All of the data below is to be repeated exactly, except for the pictures.

[Dataset entries]

__________________________________________________

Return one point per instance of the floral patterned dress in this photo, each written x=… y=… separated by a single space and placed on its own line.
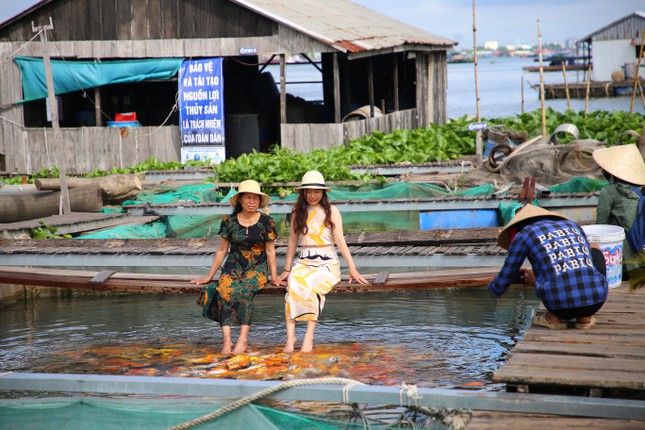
x=245 y=271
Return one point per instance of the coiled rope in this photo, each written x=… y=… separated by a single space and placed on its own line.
x=267 y=392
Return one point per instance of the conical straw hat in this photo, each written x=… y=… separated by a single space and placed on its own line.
x=623 y=161
x=313 y=180
x=527 y=212
x=250 y=186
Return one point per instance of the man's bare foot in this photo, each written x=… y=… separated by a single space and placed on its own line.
x=240 y=348
x=288 y=346
x=307 y=345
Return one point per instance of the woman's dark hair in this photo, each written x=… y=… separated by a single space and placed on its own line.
x=299 y=212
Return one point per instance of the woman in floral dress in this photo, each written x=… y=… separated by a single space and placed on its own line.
x=247 y=239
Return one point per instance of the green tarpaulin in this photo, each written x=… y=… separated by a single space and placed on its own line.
x=72 y=76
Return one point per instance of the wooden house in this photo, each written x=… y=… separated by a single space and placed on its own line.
x=375 y=73
x=615 y=47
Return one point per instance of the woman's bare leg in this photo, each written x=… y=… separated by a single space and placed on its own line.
x=240 y=345
x=227 y=344
x=308 y=342
x=291 y=336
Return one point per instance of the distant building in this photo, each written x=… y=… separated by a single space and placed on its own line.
x=615 y=47
x=133 y=58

__________________________________________________

• _WRITTEN ANSWER_:
Return one point per instance of the floral patterned dress in this photo, each written x=… y=… separated by a single space and placed on its own line.
x=245 y=271
Return one point per instance of the coiled rope in this photo, each written x=… y=… separated by a single space and placed on its own line.
x=267 y=392
Return one point per instance of the conical straw hat in this photo, each written x=… y=… separated by a single space and placed on its own line.
x=623 y=161
x=313 y=180
x=527 y=212
x=250 y=186
Return one point per instance of the man's bare foot in this photo, each written x=… y=… separated by a single space and placed on its own line.
x=240 y=348
x=288 y=346
x=307 y=345
Return one point per instance of the woman's dark hair in this photo, each written x=… y=… separated by a single space and placed on its own line.
x=299 y=212
Return one point per instance of the woman in floral dress in this photo, each written x=… y=… separated by a single space and placed on its own line.
x=247 y=239
Return one point per instance of the green tarpaulin in this photo, each written x=… y=… separated by a single space and placed on its own line.
x=72 y=76
Return one point per instance of the wooden house in this photo, each written x=… y=… separated by a single space and placed on its own line.
x=375 y=73
x=615 y=47
Return one point per instance of the woman's bare leg in this photo, each written x=… y=… separated by a single space and placed on its own line.
x=240 y=345
x=227 y=344
x=308 y=342
x=291 y=336
Return one point per instance of the distant building in this photo, each written x=… y=… separated by a single space and placed on its own line.
x=615 y=47
x=133 y=58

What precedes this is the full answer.